■ PROBLEM TO WORK ON ■
Transcribe exactly the lines from the one containing "pin: the blue" through the last line of the listing below, inclusive, and nothing beyond them.

↓↓↓

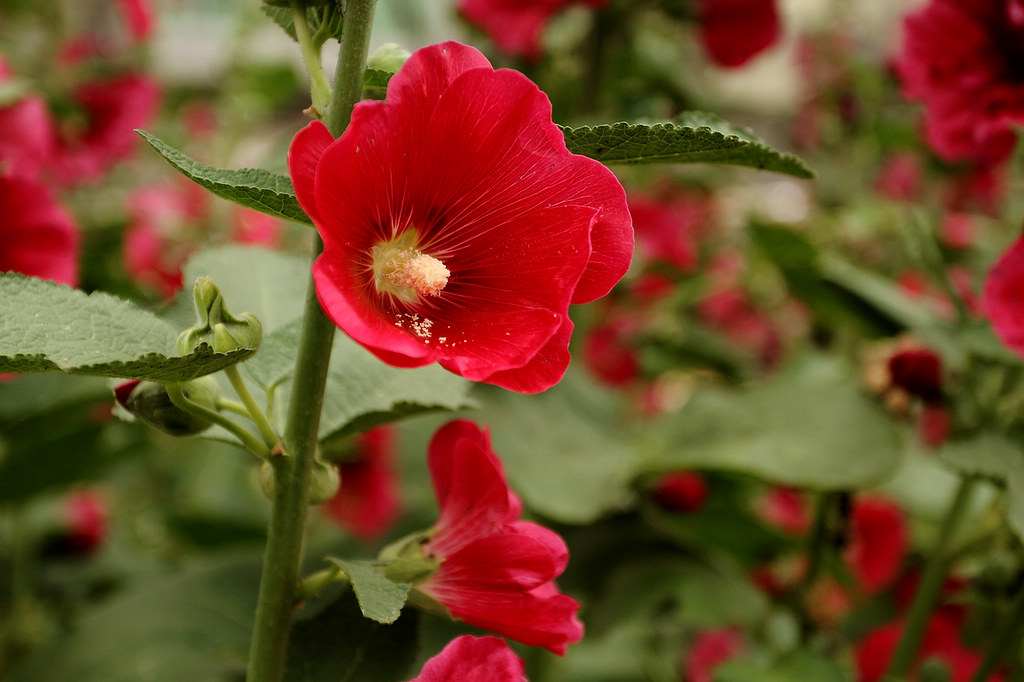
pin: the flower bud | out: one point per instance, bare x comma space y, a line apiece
216, 327
148, 401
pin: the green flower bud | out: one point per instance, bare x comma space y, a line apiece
389, 57
148, 401
217, 328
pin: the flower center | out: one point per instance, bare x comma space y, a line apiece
407, 272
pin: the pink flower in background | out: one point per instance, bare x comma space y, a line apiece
710, 649
1003, 298
111, 111
681, 491
469, 658
368, 503
457, 226
733, 32
37, 237
879, 543
962, 58
517, 26
496, 571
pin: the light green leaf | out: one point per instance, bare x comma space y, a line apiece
45, 327
812, 426
996, 457
380, 599
694, 137
253, 187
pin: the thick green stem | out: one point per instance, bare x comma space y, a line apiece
253, 410
181, 401
1004, 643
292, 470
931, 586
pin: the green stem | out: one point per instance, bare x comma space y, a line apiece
268, 650
320, 89
1003, 643
931, 586
253, 410
181, 401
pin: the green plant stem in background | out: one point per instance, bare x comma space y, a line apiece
1008, 637
931, 585
181, 401
268, 650
253, 410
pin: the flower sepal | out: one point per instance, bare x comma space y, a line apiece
217, 328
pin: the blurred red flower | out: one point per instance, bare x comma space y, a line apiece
963, 59
469, 658
733, 32
367, 503
517, 26
496, 571
457, 226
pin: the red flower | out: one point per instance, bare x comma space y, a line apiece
496, 571
457, 226
1003, 298
963, 59
112, 111
469, 658
879, 541
732, 32
710, 649
367, 503
38, 238
516, 26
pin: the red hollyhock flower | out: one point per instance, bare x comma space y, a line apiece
710, 649
963, 59
879, 542
457, 226
1003, 297
469, 658
367, 503
38, 237
496, 571
516, 26
733, 32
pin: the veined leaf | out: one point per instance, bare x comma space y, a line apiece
46, 327
253, 187
693, 137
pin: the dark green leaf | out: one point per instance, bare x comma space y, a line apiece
45, 327
380, 599
694, 137
253, 187
340, 645
812, 426
994, 457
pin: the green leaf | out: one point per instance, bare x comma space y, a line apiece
380, 599
993, 457
565, 450
253, 187
341, 645
45, 327
195, 625
812, 426
694, 137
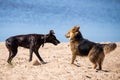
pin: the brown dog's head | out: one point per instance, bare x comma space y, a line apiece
72, 32
51, 38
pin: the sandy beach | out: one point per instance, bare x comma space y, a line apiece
58, 65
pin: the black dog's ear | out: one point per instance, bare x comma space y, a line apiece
51, 32
44, 39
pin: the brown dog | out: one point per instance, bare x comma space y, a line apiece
83, 47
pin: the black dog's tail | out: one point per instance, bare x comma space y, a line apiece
109, 47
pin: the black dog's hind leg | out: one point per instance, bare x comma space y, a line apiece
12, 54
39, 57
31, 54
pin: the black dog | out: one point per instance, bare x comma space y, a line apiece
30, 41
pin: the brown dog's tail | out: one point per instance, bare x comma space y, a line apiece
109, 47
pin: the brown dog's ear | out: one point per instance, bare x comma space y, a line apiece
51, 32
77, 27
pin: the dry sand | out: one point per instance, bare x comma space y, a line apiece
58, 65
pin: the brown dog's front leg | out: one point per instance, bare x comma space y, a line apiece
73, 58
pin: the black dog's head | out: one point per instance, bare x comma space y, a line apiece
51, 38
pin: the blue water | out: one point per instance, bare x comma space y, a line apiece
99, 19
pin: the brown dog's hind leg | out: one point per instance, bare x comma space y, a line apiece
100, 62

↑↑↑

■ TASK RESPONSE ■
pin: the blue water | out: one point per instance, bare x comma space y, a line apiece
99, 19
pin: the brown dog's hind leg | out: one point per instance, bare x comma space y, a line apiece
100, 62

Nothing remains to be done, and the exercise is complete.